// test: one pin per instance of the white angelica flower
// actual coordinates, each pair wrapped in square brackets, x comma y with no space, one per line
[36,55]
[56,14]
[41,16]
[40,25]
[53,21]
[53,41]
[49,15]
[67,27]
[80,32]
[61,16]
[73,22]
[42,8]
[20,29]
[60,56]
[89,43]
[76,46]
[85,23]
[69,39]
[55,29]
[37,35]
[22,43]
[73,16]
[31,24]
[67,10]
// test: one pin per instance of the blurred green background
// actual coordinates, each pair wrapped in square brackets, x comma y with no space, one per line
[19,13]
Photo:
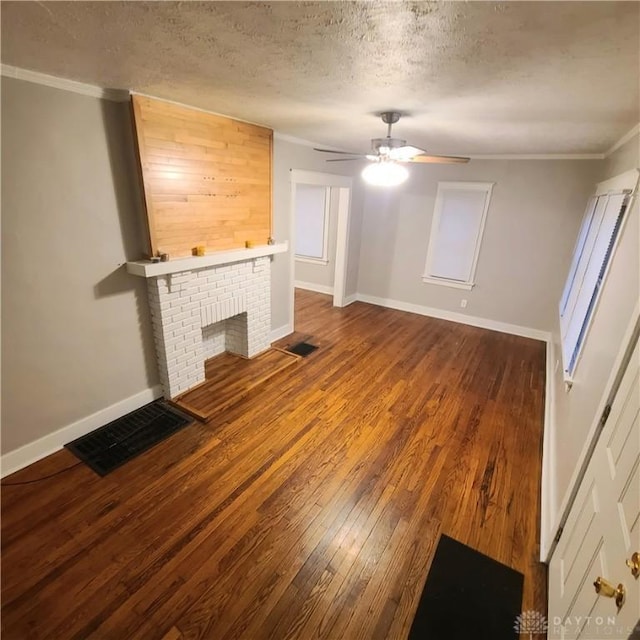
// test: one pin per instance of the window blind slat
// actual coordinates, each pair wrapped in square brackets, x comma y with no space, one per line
[590,271]
[568,318]
[587,219]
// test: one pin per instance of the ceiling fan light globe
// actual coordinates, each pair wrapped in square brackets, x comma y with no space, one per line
[385,174]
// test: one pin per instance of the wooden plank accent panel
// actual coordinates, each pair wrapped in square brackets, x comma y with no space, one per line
[206,178]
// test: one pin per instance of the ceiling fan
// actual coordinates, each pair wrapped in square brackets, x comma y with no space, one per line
[387,152]
[394,149]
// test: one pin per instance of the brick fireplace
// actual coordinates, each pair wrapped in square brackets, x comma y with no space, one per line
[201,307]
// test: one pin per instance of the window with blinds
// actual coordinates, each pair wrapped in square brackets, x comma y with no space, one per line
[591,258]
[456,233]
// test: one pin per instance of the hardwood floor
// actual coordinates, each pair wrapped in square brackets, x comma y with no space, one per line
[310,510]
[229,379]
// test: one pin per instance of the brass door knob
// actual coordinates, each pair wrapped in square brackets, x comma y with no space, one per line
[634,564]
[606,589]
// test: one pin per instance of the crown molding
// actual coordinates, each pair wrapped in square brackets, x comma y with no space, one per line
[537,156]
[116,95]
[285,137]
[200,109]
[625,138]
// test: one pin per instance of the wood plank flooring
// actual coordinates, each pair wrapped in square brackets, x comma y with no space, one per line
[231,378]
[310,510]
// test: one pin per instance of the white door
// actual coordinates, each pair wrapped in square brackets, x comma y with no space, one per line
[602,530]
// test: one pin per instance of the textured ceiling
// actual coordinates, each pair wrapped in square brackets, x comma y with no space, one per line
[473,78]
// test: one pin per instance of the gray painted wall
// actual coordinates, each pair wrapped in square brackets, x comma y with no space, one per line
[76,334]
[531,226]
[622,159]
[574,411]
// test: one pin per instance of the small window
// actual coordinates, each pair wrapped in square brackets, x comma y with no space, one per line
[312,222]
[596,241]
[456,233]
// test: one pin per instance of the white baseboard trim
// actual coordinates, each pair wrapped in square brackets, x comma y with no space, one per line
[311,286]
[548,484]
[280,332]
[34,451]
[442,314]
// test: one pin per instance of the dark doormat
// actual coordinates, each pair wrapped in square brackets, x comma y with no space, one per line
[302,349]
[109,447]
[467,595]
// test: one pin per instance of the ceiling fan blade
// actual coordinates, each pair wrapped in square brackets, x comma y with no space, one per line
[440,159]
[405,152]
[345,153]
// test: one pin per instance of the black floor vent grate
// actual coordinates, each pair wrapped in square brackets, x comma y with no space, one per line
[302,349]
[109,447]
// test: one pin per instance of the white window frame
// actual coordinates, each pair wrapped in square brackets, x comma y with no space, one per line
[443,187]
[572,352]
[324,259]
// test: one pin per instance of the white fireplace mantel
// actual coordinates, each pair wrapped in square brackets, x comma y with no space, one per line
[148,269]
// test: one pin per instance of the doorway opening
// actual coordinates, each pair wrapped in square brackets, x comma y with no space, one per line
[320,209]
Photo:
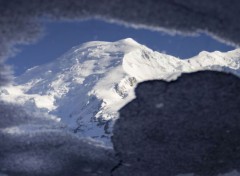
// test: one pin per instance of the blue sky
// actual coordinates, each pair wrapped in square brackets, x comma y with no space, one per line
[59,37]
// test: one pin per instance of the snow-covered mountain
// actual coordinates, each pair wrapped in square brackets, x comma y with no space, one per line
[87,86]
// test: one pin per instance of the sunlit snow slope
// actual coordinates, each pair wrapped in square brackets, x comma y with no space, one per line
[88,85]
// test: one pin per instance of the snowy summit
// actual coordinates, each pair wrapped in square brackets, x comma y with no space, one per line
[87,86]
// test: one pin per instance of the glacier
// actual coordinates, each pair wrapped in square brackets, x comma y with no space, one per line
[84,88]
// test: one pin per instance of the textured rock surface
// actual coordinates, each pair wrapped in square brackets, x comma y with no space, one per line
[36,146]
[191,125]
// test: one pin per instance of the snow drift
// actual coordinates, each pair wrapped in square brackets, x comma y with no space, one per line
[87,86]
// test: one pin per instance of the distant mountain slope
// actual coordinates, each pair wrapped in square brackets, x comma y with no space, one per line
[87,86]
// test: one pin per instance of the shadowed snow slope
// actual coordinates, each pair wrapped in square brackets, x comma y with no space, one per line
[87,86]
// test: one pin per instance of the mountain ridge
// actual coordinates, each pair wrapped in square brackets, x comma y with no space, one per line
[87,86]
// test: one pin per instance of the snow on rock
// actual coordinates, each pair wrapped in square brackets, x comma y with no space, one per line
[87,86]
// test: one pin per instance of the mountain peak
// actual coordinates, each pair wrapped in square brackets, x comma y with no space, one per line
[87,86]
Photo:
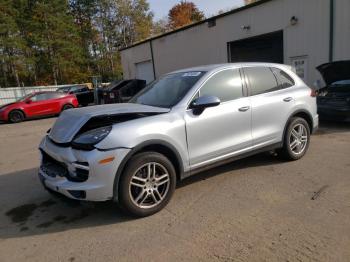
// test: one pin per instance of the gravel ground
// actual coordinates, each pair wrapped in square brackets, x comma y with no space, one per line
[255,209]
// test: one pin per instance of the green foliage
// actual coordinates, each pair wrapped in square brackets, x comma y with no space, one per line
[67,41]
[183,14]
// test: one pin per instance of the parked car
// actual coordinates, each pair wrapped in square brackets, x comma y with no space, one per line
[84,95]
[333,100]
[185,122]
[37,105]
[122,91]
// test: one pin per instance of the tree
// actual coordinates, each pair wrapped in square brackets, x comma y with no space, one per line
[67,41]
[160,27]
[12,46]
[183,14]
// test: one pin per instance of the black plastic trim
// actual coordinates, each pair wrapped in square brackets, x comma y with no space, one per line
[231,159]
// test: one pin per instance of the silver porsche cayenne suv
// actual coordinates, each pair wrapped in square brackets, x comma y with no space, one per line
[182,123]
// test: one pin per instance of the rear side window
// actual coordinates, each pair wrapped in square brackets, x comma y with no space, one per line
[261,80]
[226,85]
[284,80]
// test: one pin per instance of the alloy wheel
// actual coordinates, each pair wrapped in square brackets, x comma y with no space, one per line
[149,185]
[298,139]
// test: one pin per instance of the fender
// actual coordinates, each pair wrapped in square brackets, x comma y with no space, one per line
[136,149]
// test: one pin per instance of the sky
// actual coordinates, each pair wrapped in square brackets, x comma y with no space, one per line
[161,8]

━━━━

### WHAT NEEDS TO BE DONE
Pull every line containing "white" out of the data above.

### RESPONSE
// test: one pin per instance of the white angelica flower
// test: one pin per instance of the white door
// test: one pin per instance of the white baseboard trim
// test: one pin per instance of the white window frame
// test: one pin per instance of the white fireplace mantel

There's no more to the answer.